■ **TASK REQUIREMENTS**
Search the data for the string "above" and copy each line in which it appears.

- - -

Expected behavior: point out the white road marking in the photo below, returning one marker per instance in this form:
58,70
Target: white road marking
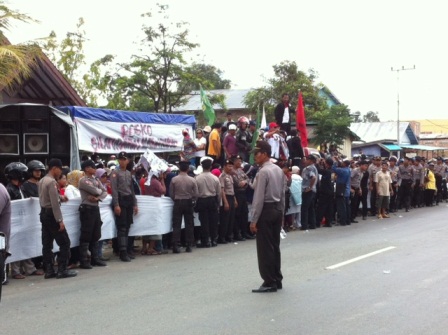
335,266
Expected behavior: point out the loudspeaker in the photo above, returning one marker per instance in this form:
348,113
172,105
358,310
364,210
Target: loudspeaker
59,136
35,143
10,127
35,126
9,144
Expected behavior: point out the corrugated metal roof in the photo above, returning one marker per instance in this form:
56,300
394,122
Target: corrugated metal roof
46,85
234,100
383,132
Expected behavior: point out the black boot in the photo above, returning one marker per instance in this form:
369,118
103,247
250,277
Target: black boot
123,245
96,261
63,272
85,259
49,271
124,256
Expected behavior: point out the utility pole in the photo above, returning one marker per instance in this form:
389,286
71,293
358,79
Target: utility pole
398,70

- - -

■ **EXERCISE SOLUTION**
Expected behavior: point out the loudspeaker in the photo above, returning one marker per instance in this form:
Expected behavior: point out the corrugated metal roof in the photo above, returning one marker per instance in this form:
Expected behavior: point out the black boot in the photo above, returning one marker per instance in this form:
Expected behavior: point out the utility pole in the photo above, returning one marker per instance in this form:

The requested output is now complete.